Publius
Vergilius, ontem e hoje
Wanderlino
Arruda
De
todos os grandes nomes da arte universal,
creio que o mais destacado amigo da
Natureza tenha sido o poeta Vergílio,
romano nascido em Andes, pertinho
de Mântua, norte da Itália.
Longe de ser nosso contemporâneo
pelo nascimento, pois, de 70 antes
de Cristo, é ainda de nosso
tempo pela atualidade das suas idéias,
da intransigente defesa de tudo que
é natural, disposição
íntima e política digna
de ecologista do fim do Século
XX. Tudo em Vergílio era de
uma simplicidade a toda prova e vivia
ele a cada som e casa matiz de todas
as auroras. Homem íntegro,
conversava naturalmente com reis ou
pastores, tanto podendo conviver com
os nobres dos palácios como
com as crianças das campinas,
dos flocos de neve das montanhas.
As estrelas ou os rouxinóis,
as tempestades ou o orvalho, os vôos
dos pássaros ou o despertar
das flores, tudo para ele era música
do coração, alegria
dos olhos, inspiração
da alma. A beleza do mundo e da vida
era a melhor matéria-prima
para seu trabalho, o ofício
de poesia, luz que daria sempre maior
brilho à sua inteligência.
Tinha Vergílio apenas 25 aos
quando começo a composição
das "Éclogas". Aos
30, produziu as "Geórgicas",
poema didático em quatro cantos,
em que celebrou a felicidade do trabalho
rural e a vida mais próxima
à Natureza. Amigo de Otávia,
irmã do imperador, encantou-a
com a leitura do Canto VI da "Eneida",
referente à morte do seu filho
Marcelo, o que lhe valeu dinheiro
em quantidades para ficar rico e ainda
muita proteção de Mecenas
e do próprio César.

[Linhas de dados]
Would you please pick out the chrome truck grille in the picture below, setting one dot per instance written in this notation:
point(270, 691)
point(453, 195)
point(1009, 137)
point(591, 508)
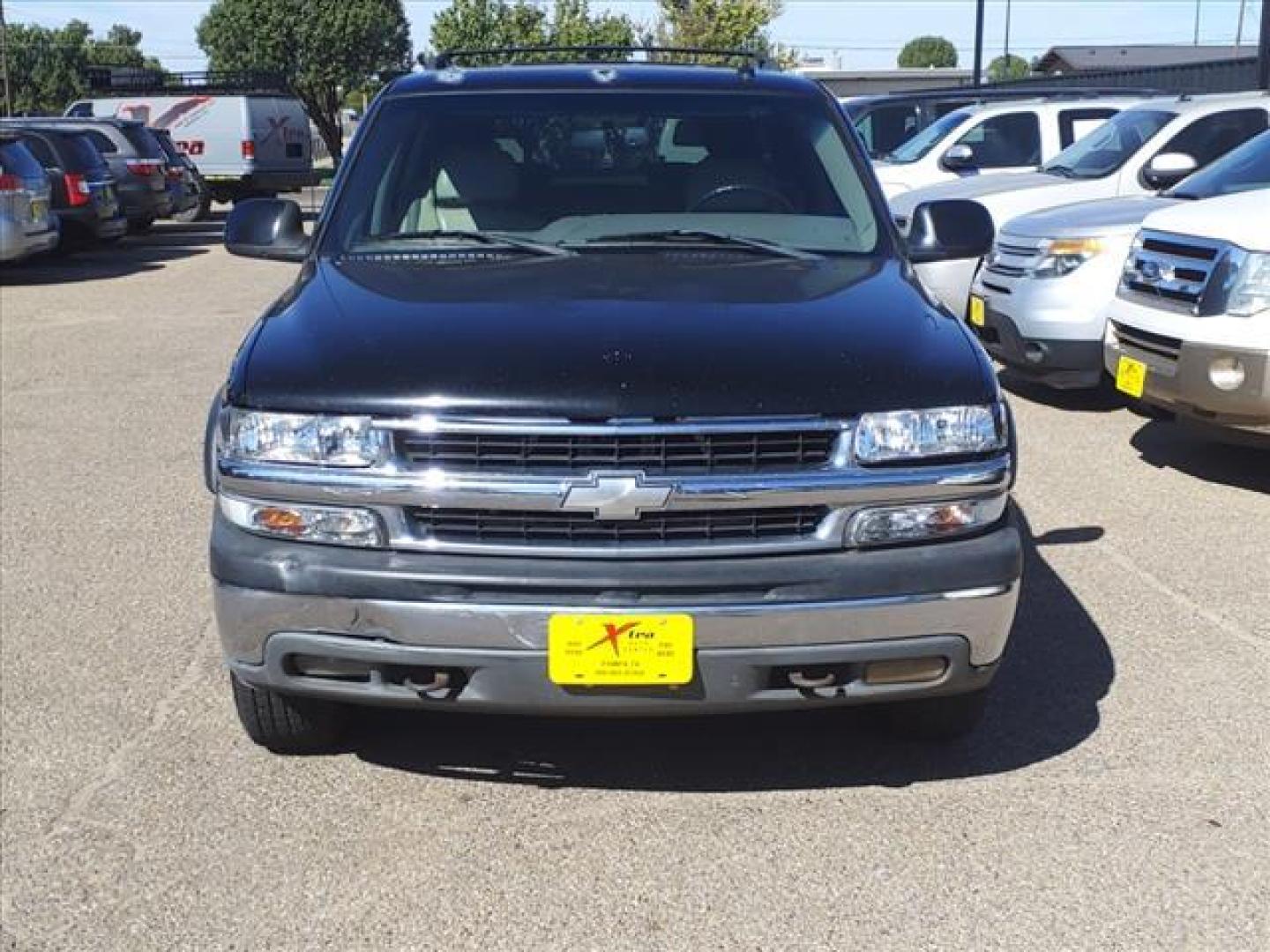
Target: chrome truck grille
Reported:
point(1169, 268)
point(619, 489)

==

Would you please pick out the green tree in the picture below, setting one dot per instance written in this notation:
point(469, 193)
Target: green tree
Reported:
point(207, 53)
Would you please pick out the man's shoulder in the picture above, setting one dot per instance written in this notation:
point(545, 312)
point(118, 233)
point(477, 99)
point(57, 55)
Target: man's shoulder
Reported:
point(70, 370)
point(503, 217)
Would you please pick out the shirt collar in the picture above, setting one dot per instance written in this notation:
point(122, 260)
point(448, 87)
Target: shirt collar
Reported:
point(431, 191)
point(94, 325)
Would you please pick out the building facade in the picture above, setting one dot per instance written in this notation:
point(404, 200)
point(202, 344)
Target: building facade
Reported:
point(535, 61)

--

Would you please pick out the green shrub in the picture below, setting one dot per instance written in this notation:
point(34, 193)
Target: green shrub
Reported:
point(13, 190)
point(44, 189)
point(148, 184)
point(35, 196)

■ Tarefas
**1.** Segundo o texto sobre Vergílio, em que lugar nasceu o poeta?
**2.** Enumere todos os elementos da natureza que, no texto sobre Vergílio, eram para o poeta "música do coração, alegria dos olhos, inspiração da alma".
**3.** Transcreva literalmente o texto sobre Vergílio no trecho que vai de "As estrelas ou" até "à sua inteligência.".
As linhas de dados não têm relação com o texto sobre Vergílio.

■ Respostas por tarefa
**1.** Em Andes, pertinho de Mântua, no norte da Itália.

**2.** As estrelas, os rouxinóis, as tempestades, o orvalho, os vôos dos pássaros e o despertar das flores.

**3.**
As estrelas ou os rouxinóis,
as tempestades ou o orvalho, os vôos
dos pássaros ou o despertar
das flores, tudo para ele era música
do coração, alegria
dos olhos, inspiração
da alma. A beleza do mundo e da vida
era a melhor matéria-prima
para seu trabalho, o ofício
de poesia, luz que daria sempre maior
brilho à sua inteligência.